EXERCISE » Identical copies of all the records below are needed.

(Dataset entries)
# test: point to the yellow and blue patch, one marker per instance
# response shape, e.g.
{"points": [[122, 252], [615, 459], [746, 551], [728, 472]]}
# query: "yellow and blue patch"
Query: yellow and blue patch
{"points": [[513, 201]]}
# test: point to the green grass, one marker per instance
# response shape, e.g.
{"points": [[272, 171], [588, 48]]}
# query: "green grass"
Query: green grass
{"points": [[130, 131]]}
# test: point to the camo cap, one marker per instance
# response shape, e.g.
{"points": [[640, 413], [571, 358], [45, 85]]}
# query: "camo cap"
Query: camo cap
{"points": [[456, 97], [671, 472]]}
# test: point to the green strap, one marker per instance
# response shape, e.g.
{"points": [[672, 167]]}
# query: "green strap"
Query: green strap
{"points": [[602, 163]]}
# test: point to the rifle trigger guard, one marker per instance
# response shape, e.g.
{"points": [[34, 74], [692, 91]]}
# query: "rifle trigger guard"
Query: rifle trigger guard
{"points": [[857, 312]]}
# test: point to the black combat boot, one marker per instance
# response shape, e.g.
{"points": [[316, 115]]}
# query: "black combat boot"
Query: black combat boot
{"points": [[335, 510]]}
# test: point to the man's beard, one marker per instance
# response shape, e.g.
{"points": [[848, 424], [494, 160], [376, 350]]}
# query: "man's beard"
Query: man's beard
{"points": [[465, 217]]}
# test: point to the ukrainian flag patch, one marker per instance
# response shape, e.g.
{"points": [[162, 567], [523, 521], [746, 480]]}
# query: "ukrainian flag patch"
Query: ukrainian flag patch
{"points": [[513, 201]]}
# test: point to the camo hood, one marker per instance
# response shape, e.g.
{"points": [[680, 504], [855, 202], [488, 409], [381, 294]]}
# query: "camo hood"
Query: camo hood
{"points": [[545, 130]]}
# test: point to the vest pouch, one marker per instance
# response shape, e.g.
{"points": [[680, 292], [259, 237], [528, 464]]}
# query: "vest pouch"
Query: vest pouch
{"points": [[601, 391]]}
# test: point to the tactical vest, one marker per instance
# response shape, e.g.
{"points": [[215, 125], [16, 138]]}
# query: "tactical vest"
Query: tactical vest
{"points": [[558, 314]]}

TASK RESPONSE »
# test: point to the yellow and blue patch, one marker per instance
# response shape, e.g.
{"points": [[122, 252], [615, 459], [746, 551], [728, 472]]}
# query: "yellow and blue patch"
Query: yellow and blue patch
{"points": [[513, 201]]}
# test: point to the green grass, one marker per instance
# response shape, e.g.
{"points": [[272, 171], [588, 48]]}
# query: "green grass"
Query: green grass
{"points": [[130, 131]]}
# test: point to the camo cap, one marker per instance
# response shape, e.g.
{"points": [[640, 413], [571, 358], [45, 85]]}
# query: "camo cap"
Query: camo cap
{"points": [[456, 97], [671, 472]]}
# test: point to the green strap, one marker per instance
# response shape, e.g.
{"points": [[672, 167]]}
# query: "green strap"
Query: green strap
{"points": [[602, 163]]}
# test: point to the rifle trigger guard, one marker per instance
# response shape, e.g.
{"points": [[34, 74], [692, 91]]}
# query: "rifle trigger guard"
Query: rifle trigger guard
{"points": [[857, 312]]}
# test: point to the black combat boot, one marker per instance
# response shape, e.g.
{"points": [[316, 115]]}
# query: "black combat boot"
Query: black combat boot
{"points": [[335, 510]]}
# test: point to the man's beard, one marker per instance
# response shape, e.g.
{"points": [[848, 424], [494, 160], [376, 350]]}
# query: "man's beard"
Query: man's beard
{"points": [[465, 217]]}
# test: point to the ukrainian flag patch, one marker per instance
# response shape, e.g.
{"points": [[162, 567], [523, 521], [746, 480]]}
# query: "ukrainian flag patch"
Query: ukrainian flag patch
{"points": [[513, 201]]}
# test: point to the camo hood, one marker per instance
# response shape, e.g.
{"points": [[680, 504], [855, 202], [488, 409], [381, 294]]}
# query: "camo hood"
Query: camo hood
{"points": [[545, 130]]}
# test: point to the vest pouch, one marker per instance
# response shape, e.g.
{"points": [[680, 292], [259, 237], [528, 464]]}
# query: "vest pouch"
Query: vest pouch
{"points": [[601, 391]]}
# test: point to the tactical vest, one marker per instance
# response shape, e.g.
{"points": [[215, 125], [16, 138]]}
# query: "tactical vest"
Query: tactical vest
{"points": [[558, 314]]}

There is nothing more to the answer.